Maoristirn
Maoristirn

Reputation: 51

Find area in image with python and opencv

I would like to find an area in about 1,5K images which are all in a similar format. They all are scans of painted or photographed images of persons. They all feature the same color card. The color cards may be placed on either side of the image (see sample image below).

The result should be an image, only containing the person's portrait.

I am able to find the color card with opencv template matching:

import cv2
import numpy as np

method = cv2.TM_SQDIFF_NORMED

# Read the images from the file
img_rgb = cv2.imread('./imgs/test_portrait.jpg')
img_gray = cv2.cvtColor(img_rgb, cv2.COLOR_BGR2GRAY)

template = cv2.imread('./portraet_color_card.png', 0)
w, h = template.shape[::-1]

result = cv2.matchTemplate(img_gray, template, cv2.TM_CCOEFF_NORMED)

threshold = .97
loc = np.where(result >= threshold)
for pt in zip(*loc[::-1]):
   print("Found:", pt)
   cv2.rectangle(img_rgb, pt, (pt[0] + w, pt[1] + h), (0,255,255), 2)

cv2.imwrite('result.png',img_rgb)

Output:

Found: (17, 303)
Found: (18, 303)
Found: (17, 304)
Found: (18, 304)

With the coordinates and the image dimensions, I am able to determine if the image is left or right and can crop the image. The result is far from perfect, as the borders still are there.

Is there a better way to extract the portraits from the images? I would prefer to work with python and opencv but I am open to other suggestions on how to solve this problem for a larger number of images.

Samples: Sample image 1 Sample image 2 Sample image 3 Sample image 4

Template: Template

Upvotes: 2

Views: 3293

Answers (2)

Bilal
Bilal

Reputation: 3864

This solution assumes that The portrait is the largest pattern in the image

1 2 3

Solution Steps in order:

Classical Image processing to obtain the important features from the image:

  • Conversion to Gray level.
  • Gaussian Blur to reduce noise and smooth the image.
  • Edge Detection, using Canny in my case.
  • Morphological Dilation to group the features into two main patterns.
  • Largest Connected components Detection (credit to an old SO answer)
  • The rest is to mask the largest connected component.

Note that this solution has some assumptions, hence generalization might not always work!, but I have tested this solution with the given images.

#!/usr/bin/python3
# -*- coding: utf-8 -*-

import cv2
import numpy as np

class ImgProcessor:
    def __init__(self, path, imName):
        self.path = path
        self.imName = imName
        self.original = cv2.imread(self.path+self.imName)

    def imProcess(self, ksmooth=7, kdilate=3, thlow=50, thigh= 100):
        # Read Image in BGR format
        img_bgr = self.original.copy()
        # Convert Image to Gray
        img_gray= cv2.cvtColor(img_bgr, cv2.COLOR_BGR2GRAY)
        # Gaussian Filtering for Noise Removal
        gauss = cv2.GaussianBlur(img_gray, (ksmooth, ksmooth), 0)
        # Canny Edge Detection
        edges = cv2.Canny(gauss, thlow, thigh, 10)

[RECORD EXTRACTS]:
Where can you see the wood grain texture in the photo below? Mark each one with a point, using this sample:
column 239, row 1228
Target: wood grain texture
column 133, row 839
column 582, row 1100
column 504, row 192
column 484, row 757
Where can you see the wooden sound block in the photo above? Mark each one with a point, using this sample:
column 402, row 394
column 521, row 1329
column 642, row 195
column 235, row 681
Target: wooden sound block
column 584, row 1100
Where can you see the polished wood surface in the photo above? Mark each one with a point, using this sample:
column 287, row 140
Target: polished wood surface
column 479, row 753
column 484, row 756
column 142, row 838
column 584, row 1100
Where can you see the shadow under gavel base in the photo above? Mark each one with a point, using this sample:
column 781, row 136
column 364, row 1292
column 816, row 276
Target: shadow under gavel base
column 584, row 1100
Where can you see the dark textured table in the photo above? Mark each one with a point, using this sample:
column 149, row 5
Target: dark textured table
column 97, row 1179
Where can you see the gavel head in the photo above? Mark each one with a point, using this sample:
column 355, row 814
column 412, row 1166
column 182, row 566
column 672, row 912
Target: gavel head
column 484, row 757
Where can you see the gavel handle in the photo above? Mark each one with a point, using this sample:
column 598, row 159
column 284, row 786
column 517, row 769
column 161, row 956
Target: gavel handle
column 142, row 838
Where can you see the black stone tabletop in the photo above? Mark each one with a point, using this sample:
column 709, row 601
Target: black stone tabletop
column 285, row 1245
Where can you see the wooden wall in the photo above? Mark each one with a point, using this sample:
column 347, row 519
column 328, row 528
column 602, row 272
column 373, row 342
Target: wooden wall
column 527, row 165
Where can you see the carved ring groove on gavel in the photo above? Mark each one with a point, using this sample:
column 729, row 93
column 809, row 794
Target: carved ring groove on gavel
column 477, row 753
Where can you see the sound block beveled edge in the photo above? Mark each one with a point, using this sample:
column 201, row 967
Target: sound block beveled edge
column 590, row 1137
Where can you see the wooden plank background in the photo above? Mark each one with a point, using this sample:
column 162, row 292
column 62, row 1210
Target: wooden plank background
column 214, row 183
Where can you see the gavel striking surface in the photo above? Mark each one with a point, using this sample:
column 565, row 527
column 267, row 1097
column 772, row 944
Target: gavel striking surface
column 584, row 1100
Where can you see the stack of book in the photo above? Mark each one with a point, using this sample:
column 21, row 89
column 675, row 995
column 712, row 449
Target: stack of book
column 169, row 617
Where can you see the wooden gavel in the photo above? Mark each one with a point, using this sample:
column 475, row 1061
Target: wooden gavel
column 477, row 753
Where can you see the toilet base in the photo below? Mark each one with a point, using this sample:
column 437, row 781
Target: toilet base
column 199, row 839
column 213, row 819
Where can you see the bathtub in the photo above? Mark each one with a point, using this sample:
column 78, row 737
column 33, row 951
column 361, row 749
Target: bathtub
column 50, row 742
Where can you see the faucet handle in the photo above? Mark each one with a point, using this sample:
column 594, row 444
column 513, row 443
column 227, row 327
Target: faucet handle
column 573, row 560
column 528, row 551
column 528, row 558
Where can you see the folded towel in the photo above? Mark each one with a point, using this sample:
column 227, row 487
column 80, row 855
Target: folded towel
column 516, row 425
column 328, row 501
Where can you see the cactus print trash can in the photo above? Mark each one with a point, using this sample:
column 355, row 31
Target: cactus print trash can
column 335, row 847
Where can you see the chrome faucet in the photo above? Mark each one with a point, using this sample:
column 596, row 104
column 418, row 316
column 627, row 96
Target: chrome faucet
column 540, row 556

[SET TASK]: In the thread about extracting portraits from scanned images, name each keyword parameter of the imProcess method along with its default value. The entries stand apart from the thread and are separate material.

[CORRECT OUTPUT]:
- ksmooth = 7
- kdilate = 3
- thlow = 50
- thigh = 100